Excerpt to read -

Re: [PATCH] i386: Don't use frame pointer without stack access

Richard Sandiford Wed, 09 Aug 2017 00:53:36 -0700

Richard Biener <richard.guent...@gmail.com> writes:
> On August 8, 2017 7:36:35 PM GMT+02:00, Richard Sandiford
> <richard.sandif...@linaro.org> wrote:
>>Richard Sandiford <richard.sandif...@linaro.org> writes:
>>> Richard Biener <richard.guent...@gmail.com> writes:
>>>> On August 8, 2017 6:38:30 PM GMT+02:00, "H.J. Lu"
>><hjl.to...@gmail.com> wrote:
>>>>>On Mon, Aug 7, 2017 at 1:05 PM, Richard Sandiford
>>>>><richard.sandif...@linaro.org> wrote:
>>>>>> Arjan van de Ven <ar...@linux.intel.com> writes:
>>>>>>> On 8/7/2017 8:43 AM, Jakub Jelinek wrote:
>>>>>>>> On Mon, Aug 07, 2017 at 08:39:24AM -0700, H.J. Lu wrote:
>>>>>>>>> When Linux/x86-64 kernel is compiled with
>>-fno-omit-frame-pointer.
>>>>>>>>> this optimization removes more than 730
>>>>>>>>>
>>>>>>>>> pushq %rbp
>>>>>>>>> movq %rsp, %rbp
>>>>>>>>> popq %rbp
>>>>>>>>
>>>>>>>> If you don't want the frame pointer, why are you compiling with
>>>>>>>> -fno-omit-frame-pointer?  Are you going to add
>>>>>>>> -fforce-no-omit-frame-pointer or something similar so that
>>people
>>>>>can
>>>>>>>> actually get what they are asking for?  This doesn't really make
>>>>>sense.
>>>>>>>> It is perfectly fine to omit frame pointer by default, when it
>>>>>isn't
>>>>>>>> required for something, but if the user asks for it, we
>>shouldn't
>>>>>ignore his
>>>>>>>> request.
>>>>>>>>
>>>>>>>
>>>>>>>
>>>>>>> wanting a framepointer is very nice and desired...  ... but if
>>the
>>>>>>> optimizer/ins scheduler moves instructions outside of the frame'd
>>>>>>> portion, (it does it for cases like below as well), the value is
>>>>>>> already negative for these functions that don't have stack use.

Aim -
Translate this sentence from the frame-pointer patch thread above into Spanish: "If you don't want the frame pointer, why are you compiling with -fno-omit-frame-pointer?"

Stored rows -

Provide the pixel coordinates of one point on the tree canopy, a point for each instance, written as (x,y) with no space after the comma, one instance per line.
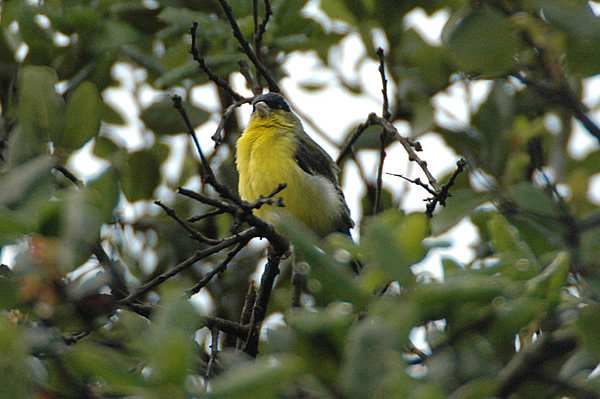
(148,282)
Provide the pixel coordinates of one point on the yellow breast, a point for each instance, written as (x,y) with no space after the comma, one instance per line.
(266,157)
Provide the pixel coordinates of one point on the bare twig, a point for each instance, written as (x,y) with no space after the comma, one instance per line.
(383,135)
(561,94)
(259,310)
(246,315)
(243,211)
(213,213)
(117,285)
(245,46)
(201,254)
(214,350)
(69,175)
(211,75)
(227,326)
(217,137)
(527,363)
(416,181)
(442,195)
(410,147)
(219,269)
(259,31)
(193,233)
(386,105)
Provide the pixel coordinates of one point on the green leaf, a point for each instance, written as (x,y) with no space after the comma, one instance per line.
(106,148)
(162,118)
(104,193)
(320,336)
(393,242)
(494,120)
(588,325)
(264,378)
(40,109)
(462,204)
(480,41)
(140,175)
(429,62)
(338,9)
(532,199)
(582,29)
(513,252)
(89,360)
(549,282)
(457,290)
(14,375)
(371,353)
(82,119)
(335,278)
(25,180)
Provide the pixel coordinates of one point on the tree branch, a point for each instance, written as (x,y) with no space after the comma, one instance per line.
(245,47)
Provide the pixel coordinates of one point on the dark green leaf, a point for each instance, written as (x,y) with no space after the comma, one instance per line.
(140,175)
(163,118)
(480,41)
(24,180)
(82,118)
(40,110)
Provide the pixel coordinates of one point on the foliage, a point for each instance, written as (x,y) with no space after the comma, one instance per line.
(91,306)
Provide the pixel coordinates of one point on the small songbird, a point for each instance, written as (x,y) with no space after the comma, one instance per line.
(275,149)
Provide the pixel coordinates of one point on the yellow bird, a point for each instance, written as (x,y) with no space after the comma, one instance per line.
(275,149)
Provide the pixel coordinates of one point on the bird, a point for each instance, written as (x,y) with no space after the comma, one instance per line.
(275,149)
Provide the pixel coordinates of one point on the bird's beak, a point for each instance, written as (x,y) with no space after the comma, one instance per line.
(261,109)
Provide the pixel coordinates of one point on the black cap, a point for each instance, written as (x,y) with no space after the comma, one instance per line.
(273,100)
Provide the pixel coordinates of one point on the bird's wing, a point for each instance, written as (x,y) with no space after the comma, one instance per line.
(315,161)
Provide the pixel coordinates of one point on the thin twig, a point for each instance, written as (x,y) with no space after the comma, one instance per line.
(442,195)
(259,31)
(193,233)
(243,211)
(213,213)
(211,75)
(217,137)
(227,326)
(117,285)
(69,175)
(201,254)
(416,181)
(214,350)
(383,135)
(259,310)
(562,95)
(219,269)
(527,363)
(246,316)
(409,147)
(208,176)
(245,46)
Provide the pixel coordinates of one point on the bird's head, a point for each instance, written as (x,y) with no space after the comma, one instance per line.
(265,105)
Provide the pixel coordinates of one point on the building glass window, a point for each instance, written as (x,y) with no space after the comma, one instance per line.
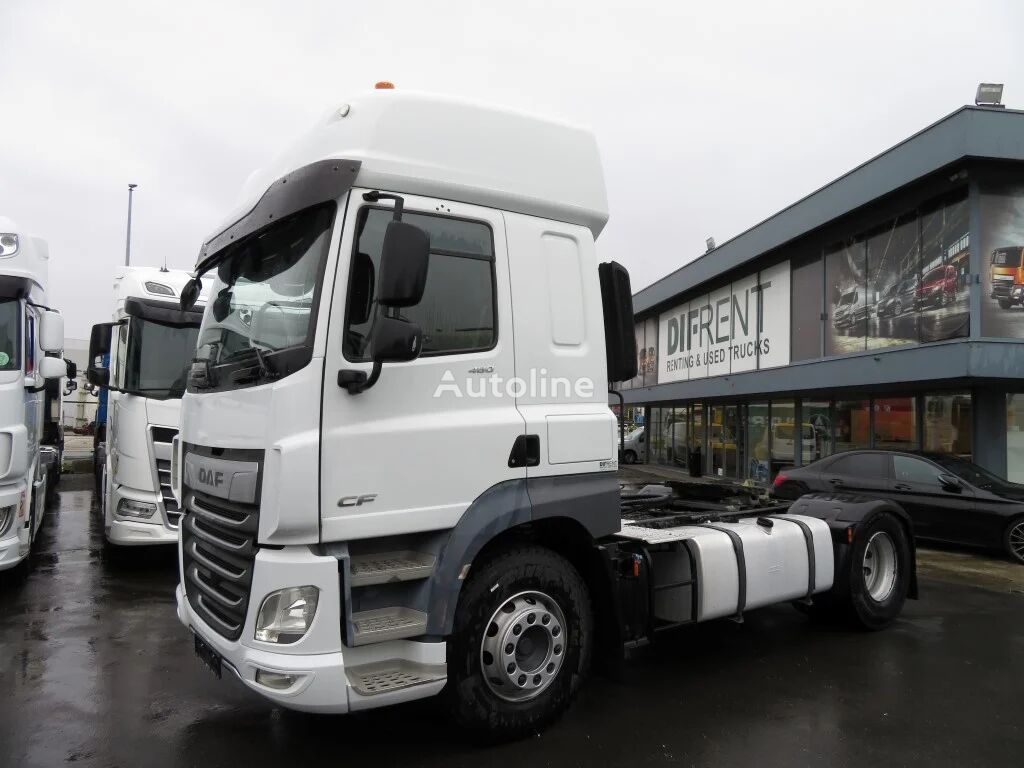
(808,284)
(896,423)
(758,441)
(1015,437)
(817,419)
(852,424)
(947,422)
---
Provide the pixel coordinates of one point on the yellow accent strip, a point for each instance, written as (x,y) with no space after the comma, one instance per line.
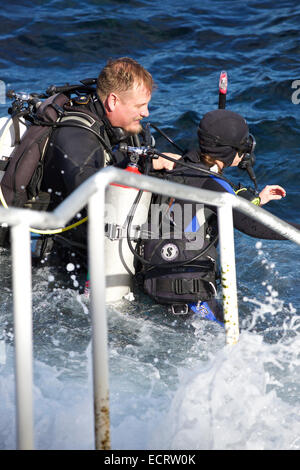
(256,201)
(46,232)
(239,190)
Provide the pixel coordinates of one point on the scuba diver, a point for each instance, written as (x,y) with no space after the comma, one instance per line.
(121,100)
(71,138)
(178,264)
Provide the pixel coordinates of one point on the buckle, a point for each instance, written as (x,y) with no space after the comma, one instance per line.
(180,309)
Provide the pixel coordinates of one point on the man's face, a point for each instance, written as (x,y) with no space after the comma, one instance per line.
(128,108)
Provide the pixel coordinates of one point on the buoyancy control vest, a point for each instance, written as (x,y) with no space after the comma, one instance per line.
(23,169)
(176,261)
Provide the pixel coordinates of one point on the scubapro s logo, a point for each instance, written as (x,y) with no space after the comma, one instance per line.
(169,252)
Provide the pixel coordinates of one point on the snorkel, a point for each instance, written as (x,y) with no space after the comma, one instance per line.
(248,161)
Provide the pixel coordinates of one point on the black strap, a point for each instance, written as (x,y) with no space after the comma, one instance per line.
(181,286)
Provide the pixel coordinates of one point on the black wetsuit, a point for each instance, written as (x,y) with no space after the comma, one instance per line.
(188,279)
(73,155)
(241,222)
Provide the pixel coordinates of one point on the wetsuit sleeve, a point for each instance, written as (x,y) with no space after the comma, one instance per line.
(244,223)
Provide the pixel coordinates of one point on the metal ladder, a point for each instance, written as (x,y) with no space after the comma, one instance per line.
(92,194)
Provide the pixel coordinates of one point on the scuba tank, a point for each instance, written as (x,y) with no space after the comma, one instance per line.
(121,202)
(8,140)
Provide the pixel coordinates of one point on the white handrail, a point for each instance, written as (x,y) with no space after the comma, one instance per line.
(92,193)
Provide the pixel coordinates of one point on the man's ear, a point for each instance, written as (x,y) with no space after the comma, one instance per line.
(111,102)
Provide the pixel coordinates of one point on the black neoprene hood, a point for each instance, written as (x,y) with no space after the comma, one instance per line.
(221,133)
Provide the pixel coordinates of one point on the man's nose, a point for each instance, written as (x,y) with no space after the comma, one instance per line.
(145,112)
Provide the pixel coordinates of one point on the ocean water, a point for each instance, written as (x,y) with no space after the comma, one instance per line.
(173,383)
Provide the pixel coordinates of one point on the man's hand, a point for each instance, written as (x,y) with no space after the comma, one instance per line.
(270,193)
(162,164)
* * *
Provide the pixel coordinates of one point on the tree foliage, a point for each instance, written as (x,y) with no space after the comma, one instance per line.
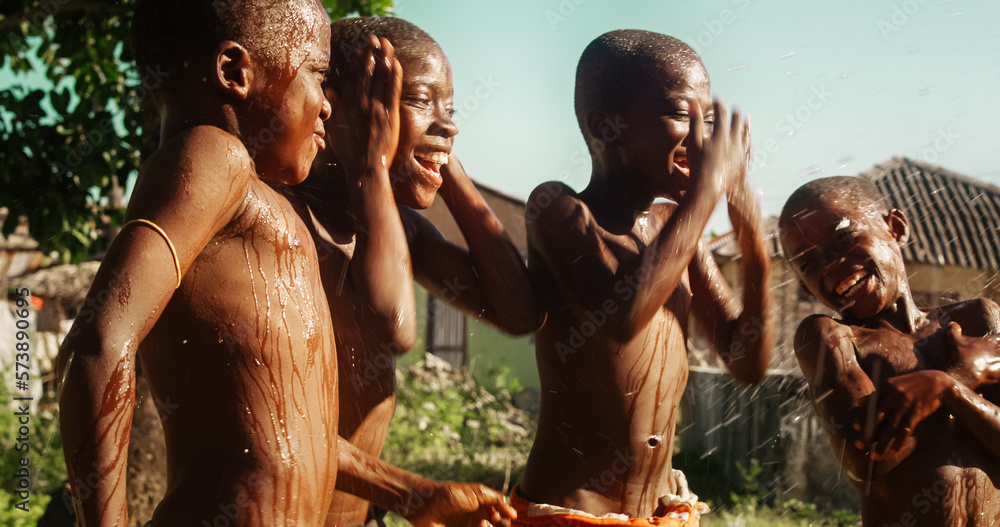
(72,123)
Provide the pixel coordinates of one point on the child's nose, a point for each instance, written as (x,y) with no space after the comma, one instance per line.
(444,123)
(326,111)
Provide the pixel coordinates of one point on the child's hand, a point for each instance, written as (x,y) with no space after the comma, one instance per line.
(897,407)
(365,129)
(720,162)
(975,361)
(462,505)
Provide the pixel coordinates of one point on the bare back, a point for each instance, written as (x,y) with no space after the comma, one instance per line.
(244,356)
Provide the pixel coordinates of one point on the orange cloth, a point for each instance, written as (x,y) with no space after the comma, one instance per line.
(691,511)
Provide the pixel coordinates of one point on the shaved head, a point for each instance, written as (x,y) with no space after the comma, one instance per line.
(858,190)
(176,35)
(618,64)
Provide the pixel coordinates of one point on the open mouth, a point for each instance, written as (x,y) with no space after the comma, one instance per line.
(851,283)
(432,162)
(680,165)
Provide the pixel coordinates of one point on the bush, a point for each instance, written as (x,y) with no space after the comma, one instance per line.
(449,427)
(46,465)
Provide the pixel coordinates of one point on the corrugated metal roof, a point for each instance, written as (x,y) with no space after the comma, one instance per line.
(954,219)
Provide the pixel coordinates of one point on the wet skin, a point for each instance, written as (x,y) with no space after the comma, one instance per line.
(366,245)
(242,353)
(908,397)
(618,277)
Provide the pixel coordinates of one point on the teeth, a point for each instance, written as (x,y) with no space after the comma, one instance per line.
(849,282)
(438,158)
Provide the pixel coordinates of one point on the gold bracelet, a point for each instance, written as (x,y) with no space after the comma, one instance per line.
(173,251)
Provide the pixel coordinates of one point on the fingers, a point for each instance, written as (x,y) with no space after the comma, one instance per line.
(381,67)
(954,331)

Correct answer -
Si no quieres el puntero de marco, ¿por qué compilas con -fno-omit-frame-pointer?